> **Description of the task**
Print every line of the records below exactly as it stands, leaving out the pictures.

> **Rows**

******************************

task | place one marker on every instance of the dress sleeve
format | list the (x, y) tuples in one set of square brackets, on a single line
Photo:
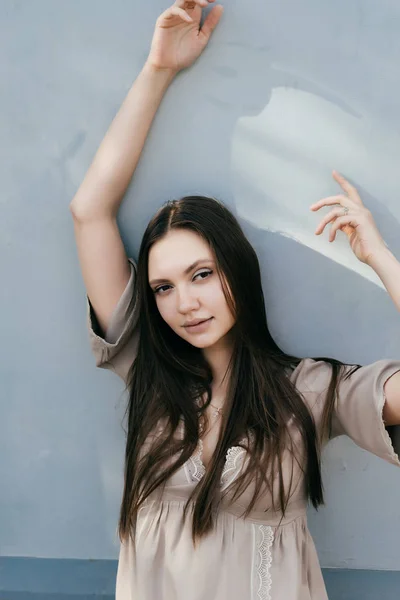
[(358, 406), (117, 349)]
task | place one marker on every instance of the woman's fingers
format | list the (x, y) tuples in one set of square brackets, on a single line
[(175, 11), (211, 21), (330, 200), (190, 5), (331, 216), (346, 224)]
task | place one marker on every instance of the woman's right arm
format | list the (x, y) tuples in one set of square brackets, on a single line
[(176, 44), (94, 208)]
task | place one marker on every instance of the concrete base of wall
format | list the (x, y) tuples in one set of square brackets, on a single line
[(50, 579)]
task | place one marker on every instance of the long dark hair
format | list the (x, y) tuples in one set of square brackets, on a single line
[(169, 376)]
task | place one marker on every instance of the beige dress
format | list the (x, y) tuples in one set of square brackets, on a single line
[(257, 558)]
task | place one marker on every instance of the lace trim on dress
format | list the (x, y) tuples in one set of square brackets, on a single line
[(231, 467), (194, 467), (264, 535)]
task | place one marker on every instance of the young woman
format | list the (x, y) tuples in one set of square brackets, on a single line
[(225, 430)]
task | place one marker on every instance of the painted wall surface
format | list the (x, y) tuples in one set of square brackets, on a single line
[(285, 92)]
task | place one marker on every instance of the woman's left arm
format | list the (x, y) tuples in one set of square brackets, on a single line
[(356, 221)]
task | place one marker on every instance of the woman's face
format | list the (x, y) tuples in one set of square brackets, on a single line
[(187, 288)]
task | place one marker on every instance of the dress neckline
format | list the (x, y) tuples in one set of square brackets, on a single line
[(195, 468)]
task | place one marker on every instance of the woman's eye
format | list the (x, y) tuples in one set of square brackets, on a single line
[(161, 288), (203, 274)]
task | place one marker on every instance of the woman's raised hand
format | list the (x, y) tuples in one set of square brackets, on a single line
[(178, 40)]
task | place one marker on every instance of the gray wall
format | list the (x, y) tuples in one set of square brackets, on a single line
[(285, 92)]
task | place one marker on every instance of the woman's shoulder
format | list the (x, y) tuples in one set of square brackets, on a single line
[(311, 375)]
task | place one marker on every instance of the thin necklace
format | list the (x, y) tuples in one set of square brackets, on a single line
[(217, 410)]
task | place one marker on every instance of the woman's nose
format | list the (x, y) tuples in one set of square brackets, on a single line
[(186, 301)]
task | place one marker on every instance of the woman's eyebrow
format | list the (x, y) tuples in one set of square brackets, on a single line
[(186, 271)]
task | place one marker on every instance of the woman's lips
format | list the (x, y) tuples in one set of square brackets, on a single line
[(200, 327)]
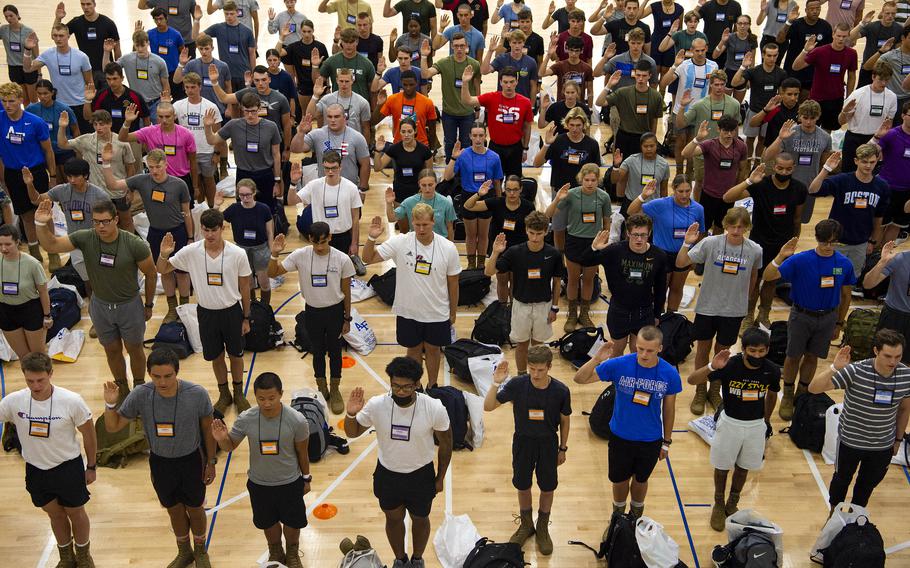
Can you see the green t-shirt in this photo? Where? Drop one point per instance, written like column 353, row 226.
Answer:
column 112, row 266
column 21, row 276
column 705, row 109
column 586, row 212
column 360, row 66
column 450, row 72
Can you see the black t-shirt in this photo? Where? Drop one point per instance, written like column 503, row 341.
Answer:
column 90, row 37
column 512, row 223
column 532, row 272
column 407, row 167
column 744, row 390
column 635, row 280
column 763, row 85
column 774, row 210
column 566, row 159
column 619, row 30
column 718, row 18
column 528, row 401
column 558, row 110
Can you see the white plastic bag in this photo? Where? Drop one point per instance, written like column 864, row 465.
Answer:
column 455, row 540
column 189, row 319
column 361, row 337
column 66, row 345
column 843, row 515
column 658, row 550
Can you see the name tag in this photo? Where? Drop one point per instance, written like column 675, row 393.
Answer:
column 164, row 429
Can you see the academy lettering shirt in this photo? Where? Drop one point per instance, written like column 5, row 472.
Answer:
column 638, row 408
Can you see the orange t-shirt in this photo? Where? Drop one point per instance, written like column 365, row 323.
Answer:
column 420, row 108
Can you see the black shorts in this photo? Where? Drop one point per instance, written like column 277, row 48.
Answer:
column 622, row 321
column 65, row 483
column 28, row 316
column 628, row 458
column 414, row 491
column 715, row 209
column 278, row 504
column 178, row 481
column 18, row 75
column 411, row 333
column 534, row 454
column 707, row 327
column 17, row 191
column 220, row 331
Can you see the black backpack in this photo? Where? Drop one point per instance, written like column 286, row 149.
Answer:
column 494, row 324
column 453, row 399
column 384, row 286
column 489, row 554
column 64, row 310
column 857, row 545
column 777, row 350
column 602, row 412
column 807, row 429
column 677, row 330
column 473, row 286
column 458, row 353
column 265, row 331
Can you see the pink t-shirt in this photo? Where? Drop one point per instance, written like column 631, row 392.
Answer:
column 176, row 146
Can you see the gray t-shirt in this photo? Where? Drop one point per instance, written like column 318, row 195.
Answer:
column 641, row 171
column 145, row 75
column 272, row 463
column 728, row 272
column 350, row 144
column 252, row 144
column 356, row 108
column 163, row 201
column 171, row 424
column 77, row 207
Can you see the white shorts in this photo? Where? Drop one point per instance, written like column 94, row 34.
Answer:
column 738, row 442
column 529, row 321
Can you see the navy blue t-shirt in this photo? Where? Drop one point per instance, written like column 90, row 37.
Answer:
column 816, row 279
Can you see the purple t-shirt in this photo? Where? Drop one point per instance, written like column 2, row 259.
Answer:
column 176, row 146
column 895, row 146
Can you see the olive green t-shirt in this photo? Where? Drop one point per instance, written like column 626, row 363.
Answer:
column 112, row 267
column 21, row 276
column 450, row 72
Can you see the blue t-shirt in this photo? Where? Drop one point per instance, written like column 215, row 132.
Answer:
column 817, row 280
column 477, row 168
column 671, row 221
column 51, row 115
column 166, row 45
column 856, row 204
column 248, row 225
column 638, row 406
column 20, row 146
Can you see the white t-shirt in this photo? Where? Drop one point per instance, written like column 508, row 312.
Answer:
column 871, row 109
column 67, row 412
column 412, row 446
column 422, row 297
column 214, row 279
column 320, row 276
column 190, row 116
column 332, row 204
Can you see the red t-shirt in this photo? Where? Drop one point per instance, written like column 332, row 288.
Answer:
column 830, row 69
column 506, row 117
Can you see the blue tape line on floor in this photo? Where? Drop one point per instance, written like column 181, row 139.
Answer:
column 227, row 462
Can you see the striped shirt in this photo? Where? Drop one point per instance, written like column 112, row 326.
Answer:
column 865, row 425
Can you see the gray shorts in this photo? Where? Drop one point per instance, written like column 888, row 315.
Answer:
column 810, row 333
column 258, row 256
column 124, row 321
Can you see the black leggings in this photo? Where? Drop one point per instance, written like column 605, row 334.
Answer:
column 323, row 326
column 873, row 465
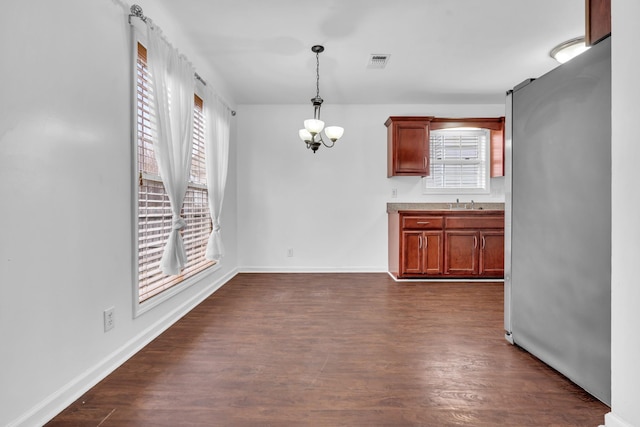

******************************

> **Task output**
task | place one marker on every instance of the dress sleeve
format | list the (x, y) tuples in one set of square brackets, on a single line
Photo:
[(358, 406), (117, 349)]
task | place one marker on every instance of the woman's fingers
format | list the (x, y) tuples in one set of square brackets, on a single line
[(175, 11), (211, 21), (330, 200), (190, 5), (331, 216), (346, 224)]
task | place one marker on every instance of the woman's right arm
format | list the (x, y) tuples in one set of square brackets, on a single line
[(176, 44), (94, 208)]
task | place one marker on every instance of the concrete base of wall
format | list the (x, y) tuples in one set of square brackets, on a single line
[(50, 579)]
task | place one marker on every instance of the long dark hair
format | list the (x, y) tuples in one set of square brackets, on a single line
[(169, 376)]
task | place one marker on every instance of the beige dress
format | list the (x, y) tuples in one set of square brackets, on a single line
[(257, 558)]
task | place one marker on every instance of the lace trim on dress
format | list the (x, y) tuples in one set of square brackets, on a single line
[(231, 467), (194, 467), (264, 535)]
task | place one marker on every instance of the young woman
format | list the (x, y) tuples in one set of square brackets, on a single line
[(225, 430)]
task | place one marker on every instance of the painted wall surface
format | list the (x, y) tuples in one set of square brackets, on a single line
[(285, 92)]
task | place one marker on every instance of the woman's left arm
format | list the (x, y) tuples in one set of square brackets, on a single line
[(356, 221)]
task | place one marker on every instance of the woman's face
format | list the (x, y) tuples in one set of square brackets, on a single line
[(187, 288)]
task | place one marker on every instance of the dress neckline
format | list the (x, y) tuples in one set of square brackets, on a single line
[(195, 468)]
task | place one marker on every instance of the woman's eye
format | list the (x, y) tuples in one set of square brackets, on a single line
[(161, 288), (203, 274)]
task | place one marker on every instance of the woman's raised hand
format | list the (x, y) tuples in one set of square brackets, on a single line
[(178, 40)]
task | place one marker on every instance of the gray wall
format | list the (x, y) tuples in one set of square brackets, on a single line
[(285, 92)]
task | place one marker on every instance of the woman's shoulder
format | list the (x, y) tuples in one set of square brackets, on a single line
[(311, 375)]
task | place one marker on every instance of the thin necklace
format | list the (x, y) tuples in one set of square brackets, on a single line
[(217, 410)]
task | place one marker on every instance of the woman's nose
format | list the (x, y) tuples in one set of square brackets, on a single line
[(186, 301)]
task | place one marker on every instance of the woman's eyebrow
format | list the (x, y) tuples in one set of square brackets, on a single line
[(186, 271)]
task | place one marker on every instance of the woman's lips
format | list the (x, y) tuples in one set of square brackets, on a single line
[(200, 327)]
Can you see the green t-shirt in this photo? Where? Drop one point per instance, written like column 353, row 226.
Answer:
column 112, row 266
column 21, row 276
column 705, row 109
column 586, row 212
column 360, row 66
column 450, row 72
Can you see the black t-shirt in this photo? Where? Drop one point per instance, written like column 503, row 341.
Answer:
column 90, row 37
column 512, row 223
column 532, row 272
column 407, row 167
column 744, row 390
column 635, row 280
column 763, row 85
column 774, row 210
column 566, row 159
column 619, row 30
column 718, row 18
column 528, row 401
column 558, row 110
Can you see the white plastic bag in this photo? Where? Drop one point per instance, written like column 864, row 465.
Answer:
column 455, row 540
column 189, row 319
column 361, row 337
column 66, row 345
column 843, row 515
column 658, row 550
Can you see the name tag in this photo? Where? Drop one point per instance, written like column 675, row 393.
Answer:
column 164, row 429
Can you see the academy lettering shirt in this photo? Where? Drop one point per instance, written like column 5, row 472.
Answer:
column 638, row 408
Can you see the orange t-shirt in this photo? Where? Drop one point per instance, written like column 365, row 323.
Answer:
column 420, row 108
Can you see the black shorts in this photo? Where? Drop one point per instance, written like column 277, row 48.
Answer:
column 622, row 321
column 65, row 483
column 28, row 316
column 628, row 458
column 414, row 491
column 715, row 209
column 278, row 504
column 178, row 481
column 18, row 75
column 411, row 333
column 534, row 454
column 707, row 327
column 17, row 191
column 220, row 331
Can you see the black backpack in this photo? Where? Drop one point per instance, written like column 286, row 149.
Answer:
column 494, row 324
column 453, row 399
column 384, row 286
column 489, row 554
column 64, row 310
column 857, row 545
column 777, row 350
column 602, row 412
column 807, row 429
column 677, row 330
column 473, row 286
column 458, row 353
column 265, row 331
Can you see the pink t-shirt in this photo? Where? Drop one point per instance, written like column 631, row 392.
Answer:
column 176, row 146
Can you see the gray t-shirt in this photo? Where? Drop one point per instance, written like column 318, row 195.
Answer:
column 641, row 171
column 145, row 75
column 272, row 463
column 728, row 272
column 350, row 144
column 252, row 144
column 356, row 108
column 163, row 201
column 171, row 424
column 77, row 207
Can you see the white shorts in this photo? Where? Drop one point per instance, written like column 94, row 34.
Answer:
column 738, row 442
column 529, row 321
Can you see the navy blue t-shirt in this photo? Where? Drop one point per instance, written like column 90, row 37.
Answer:
column 816, row 279
Can you see the purple t-shirt in this photo? Where? Drop one point per instance, written like column 2, row 259.
Answer:
column 176, row 146
column 895, row 146
Can you see the olive green t-shirt in this photo? Where? Drop one point per instance, written like column 626, row 363.
Answer:
column 112, row 267
column 21, row 276
column 450, row 72
Can you see the blue t-shirt in this photo? Where? Drop one point per instance, written like column 215, row 132.
Answer:
column 817, row 280
column 477, row 168
column 671, row 221
column 51, row 115
column 166, row 45
column 856, row 204
column 248, row 225
column 638, row 406
column 20, row 146
Can you see the white t-shirt in this photo? Where? Drop one point per instance, written like column 508, row 312.
Answer:
column 871, row 109
column 67, row 412
column 412, row 446
column 422, row 297
column 214, row 279
column 320, row 276
column 190, row 116
column 332, row 204
Can you see the red t-shirt in this photo? Where? Drop one point per instance, written like column 332, row 288.
Answer:
column 830, row 69
column 506, row 117
Can you see the blue tape line on floor in this photo? Where? Drop one point per instance, written like column 181, row 139.
Answer:
column 227, row 462
Can you see the striped shirt in this photo? Where? Drop one point per instance, written like column 112, row 326.
Answer:
column 865, row 425
Can you see the gray shorts in this photo? Where? Drop one point per instance, written like column 888, row 315.
Answer:
column 810, row 333
column 258, row 256
column 124, row 321
Can you see the black leggings in this photo? Where? Drop one point per instance, written like column 605, row 334.
Answer:
column 323, row 326
column 873, row 465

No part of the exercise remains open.